▸ INSTRUCTIONS FOR THE TASK:
Recast the material below as a numbered list, starting at its first line and ending with the line containing "<point>895,526</point>". Omit any blank lines.

▸ Location annotation dataset excerpts:
--- Start ---
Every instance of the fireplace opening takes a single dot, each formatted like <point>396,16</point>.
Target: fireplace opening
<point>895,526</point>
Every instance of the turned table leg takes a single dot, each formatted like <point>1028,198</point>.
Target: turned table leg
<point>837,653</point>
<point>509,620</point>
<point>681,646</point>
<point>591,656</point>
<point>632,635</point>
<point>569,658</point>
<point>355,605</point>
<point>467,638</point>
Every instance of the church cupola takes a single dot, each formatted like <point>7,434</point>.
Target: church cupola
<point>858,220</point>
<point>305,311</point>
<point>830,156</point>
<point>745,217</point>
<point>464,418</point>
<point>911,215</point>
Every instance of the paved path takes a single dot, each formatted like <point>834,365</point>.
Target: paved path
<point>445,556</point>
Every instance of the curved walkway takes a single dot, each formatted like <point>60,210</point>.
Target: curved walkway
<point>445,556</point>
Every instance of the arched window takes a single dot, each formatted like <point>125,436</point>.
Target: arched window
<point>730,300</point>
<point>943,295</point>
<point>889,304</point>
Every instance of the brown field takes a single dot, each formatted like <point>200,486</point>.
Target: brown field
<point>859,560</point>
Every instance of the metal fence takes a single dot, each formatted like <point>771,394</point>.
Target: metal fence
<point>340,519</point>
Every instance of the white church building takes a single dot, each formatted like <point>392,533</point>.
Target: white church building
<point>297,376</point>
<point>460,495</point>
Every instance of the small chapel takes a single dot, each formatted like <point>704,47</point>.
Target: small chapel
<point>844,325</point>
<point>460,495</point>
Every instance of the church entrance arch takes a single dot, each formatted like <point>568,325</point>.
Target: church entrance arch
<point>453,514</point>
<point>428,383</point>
--- End ---
▸ FINAL RESULT:
1. Every instance of the fireplace opening takes a single dot, each formatted like <point>396,16</point>.
2. Target: fireplace opening
3. <point>895,526</point>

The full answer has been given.